====== TEXT SEGMENT ======

Far Out Friday: Three of the dumbest life scams

We’re not sure if these stories are a reason to worry for humanity or marvel at the stupidity of a few.

We’re not sure if these stories are a reason to worry for humanity or marvel at the stupidity of a few.

Four women, a man and a staged funeral

It's the last thing you'd expect from your mortician firend.

Four California women were convicted of wire fraud after they invented a man, faked his death, and then staged a bogus funeral – complete with actors paid to pose as mourners – in order to claim $1.2 million in life insurance benefits.

The FBI caught up with former mortuary worker Jean Crump, 67; Faye Shilling, 61; Barbara Ann Lynn, 64; and Lydia Eileen Pearce, 35, in 2010 after two insurance companies launched an investigation into their claims.

The four women caused bogus death certificates to be prepared, purchased a burial plot, buried an empty casket, and staged a phony funeral to lend credibility to the scheme. It got weirder after two insurance companies began investigating the claims. The women exhumed the casket, filled it with a mannequin and cow parts, and had the casket cremated. They filed false documents with the County of Los Angeles stating that the remains were cremated and scattered at sea, even though no corpse existed. Crump offered a medical doctor $50,000 to create medical records supporting the fake death certificate.

====== SOURCE MATERIAL ======

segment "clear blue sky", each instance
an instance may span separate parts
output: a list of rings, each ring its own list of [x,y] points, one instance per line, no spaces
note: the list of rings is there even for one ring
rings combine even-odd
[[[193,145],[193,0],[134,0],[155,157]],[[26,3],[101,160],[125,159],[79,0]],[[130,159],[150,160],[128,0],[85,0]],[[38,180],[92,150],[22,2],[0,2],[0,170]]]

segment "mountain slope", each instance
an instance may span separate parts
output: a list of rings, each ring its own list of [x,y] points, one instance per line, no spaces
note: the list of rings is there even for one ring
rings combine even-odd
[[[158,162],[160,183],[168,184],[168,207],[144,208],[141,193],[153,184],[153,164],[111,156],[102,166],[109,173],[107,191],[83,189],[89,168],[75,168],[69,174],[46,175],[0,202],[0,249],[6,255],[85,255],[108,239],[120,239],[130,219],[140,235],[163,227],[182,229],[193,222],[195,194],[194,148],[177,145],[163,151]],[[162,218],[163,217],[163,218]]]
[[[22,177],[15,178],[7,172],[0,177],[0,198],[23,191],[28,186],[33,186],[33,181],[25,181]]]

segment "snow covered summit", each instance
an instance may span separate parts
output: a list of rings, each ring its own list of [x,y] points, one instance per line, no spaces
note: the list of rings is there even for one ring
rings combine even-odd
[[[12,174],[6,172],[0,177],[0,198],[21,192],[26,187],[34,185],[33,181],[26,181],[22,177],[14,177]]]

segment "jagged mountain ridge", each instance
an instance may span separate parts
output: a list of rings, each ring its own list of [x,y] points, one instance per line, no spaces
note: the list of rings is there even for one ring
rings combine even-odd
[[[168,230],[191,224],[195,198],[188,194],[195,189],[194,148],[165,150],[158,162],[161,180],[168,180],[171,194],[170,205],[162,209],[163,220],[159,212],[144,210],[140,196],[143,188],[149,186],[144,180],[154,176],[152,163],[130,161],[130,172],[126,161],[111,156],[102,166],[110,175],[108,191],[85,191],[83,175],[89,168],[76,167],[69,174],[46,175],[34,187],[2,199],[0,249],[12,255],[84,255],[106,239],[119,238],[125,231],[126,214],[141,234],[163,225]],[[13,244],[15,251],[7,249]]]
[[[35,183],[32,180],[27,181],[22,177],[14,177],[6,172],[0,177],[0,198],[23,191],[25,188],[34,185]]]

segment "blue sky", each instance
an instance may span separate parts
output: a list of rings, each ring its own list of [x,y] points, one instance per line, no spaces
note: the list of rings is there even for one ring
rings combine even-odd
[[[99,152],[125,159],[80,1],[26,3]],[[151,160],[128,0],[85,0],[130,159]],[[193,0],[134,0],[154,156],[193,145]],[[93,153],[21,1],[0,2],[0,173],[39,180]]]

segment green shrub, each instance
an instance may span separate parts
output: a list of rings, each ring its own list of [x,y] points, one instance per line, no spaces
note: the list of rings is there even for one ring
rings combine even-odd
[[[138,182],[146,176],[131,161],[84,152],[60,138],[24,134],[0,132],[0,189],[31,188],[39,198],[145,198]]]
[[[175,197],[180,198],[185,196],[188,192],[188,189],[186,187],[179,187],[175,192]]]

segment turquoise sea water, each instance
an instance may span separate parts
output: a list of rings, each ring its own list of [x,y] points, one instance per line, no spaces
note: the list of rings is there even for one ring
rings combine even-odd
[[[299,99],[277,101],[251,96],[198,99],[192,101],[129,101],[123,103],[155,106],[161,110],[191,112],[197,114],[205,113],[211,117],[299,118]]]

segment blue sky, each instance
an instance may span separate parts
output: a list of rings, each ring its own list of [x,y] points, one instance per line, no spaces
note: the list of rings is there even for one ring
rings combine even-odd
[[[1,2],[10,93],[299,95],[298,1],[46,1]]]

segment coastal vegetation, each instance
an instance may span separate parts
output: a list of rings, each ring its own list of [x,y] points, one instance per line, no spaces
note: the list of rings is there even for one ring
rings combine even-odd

======

## ASSIGNMENT
Answer these questions from the life scams article:
1. How much in life insurance benefits did the four women try to claim?
2. In what year did the FBI catch up with them?
3. What did they fill the casket with after exhuming it?

## TASK RESPONSE
1. $1.2 million
2. 2010
3. A mannequin and cow parts